**What is being asked:**
All lines below must be repeated exactly, with the pictures omitted.

**Dataset excerpts:**
--
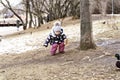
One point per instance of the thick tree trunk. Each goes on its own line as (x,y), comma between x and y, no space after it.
(86,41)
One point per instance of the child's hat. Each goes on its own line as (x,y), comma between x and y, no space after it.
(57,29)
(57,23)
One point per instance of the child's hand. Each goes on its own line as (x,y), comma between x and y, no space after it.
(65,42)
(46,45)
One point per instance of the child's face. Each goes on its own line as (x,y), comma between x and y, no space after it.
(57,32)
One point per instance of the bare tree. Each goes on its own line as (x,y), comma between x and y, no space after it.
(8,6)
(86,41)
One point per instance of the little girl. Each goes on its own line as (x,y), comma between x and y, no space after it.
(57,41)
(56,24)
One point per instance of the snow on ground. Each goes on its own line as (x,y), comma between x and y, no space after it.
(23,43)
(27,42)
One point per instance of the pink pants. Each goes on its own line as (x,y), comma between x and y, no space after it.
(55,46)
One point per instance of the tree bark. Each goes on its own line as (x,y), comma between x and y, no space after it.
(86,41)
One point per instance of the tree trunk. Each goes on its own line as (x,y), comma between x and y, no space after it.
(86,41)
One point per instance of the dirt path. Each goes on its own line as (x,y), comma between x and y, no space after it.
(37,64)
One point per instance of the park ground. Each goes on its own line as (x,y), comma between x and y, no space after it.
(24,58)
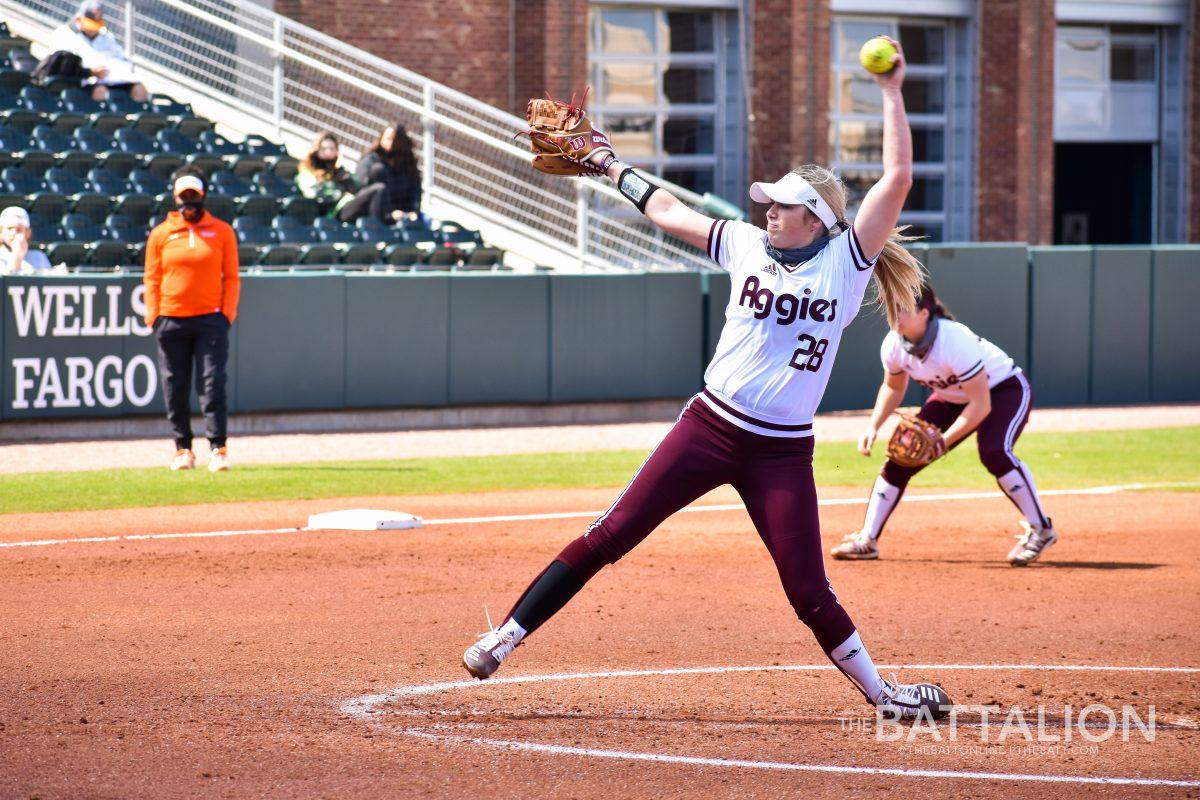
--
**Reply:**
One point per instance of the thick tree trunk. Each goes on its own line as (x,y), comma between x and y, no space after it.
(86,41)
One point per instance of the child's hat. Each goes on its own line as (x,y), comma between x and y, no space after it.
(57,29)
(57,23)
One point per instance of the child's hand. Each goes on its own line as (x,y), comma between x and y, no space after it.
(65,42)
(46,45)
One point per instance of the child's face. Each goes on its own line as (x,y), comma between x and y, no space after it.
(57,32)
One point per instance of the bare tree. Each goes on its own line as (x,y), comma between x and y, no space after it.
(8,6)
(86,41)
One point per instance of the little girl. Each goes on its own line as (x,y), comma between x and y, no space after it.
(57,41)
(56,24)
One point per instance of the snow on ground. Each goes on its own line as (x,y), comma between x and y, no space after it.
(23,43)
(27,42)
One point per instance of the pink pants. Each goes on its own line as (x,y), comma between x and y, no space after it.
(55,46)
One point per instance of the tree bark. Each goes on its own line as (x,y), comma between x and y, no space after it.
(86,41)
One point per instance of the tree trunk. Each goes on its own line as (x,y), comma between x and y, no space after it.
(86,41)
One point per instance of the dirt path. Each goes on its own line as (x,y), comma between x and y, no space after it.
(37,64)
One point per instance of the park ground. Each goes on its own line as (x,y), comma between x and y, no space after it.
(24,58)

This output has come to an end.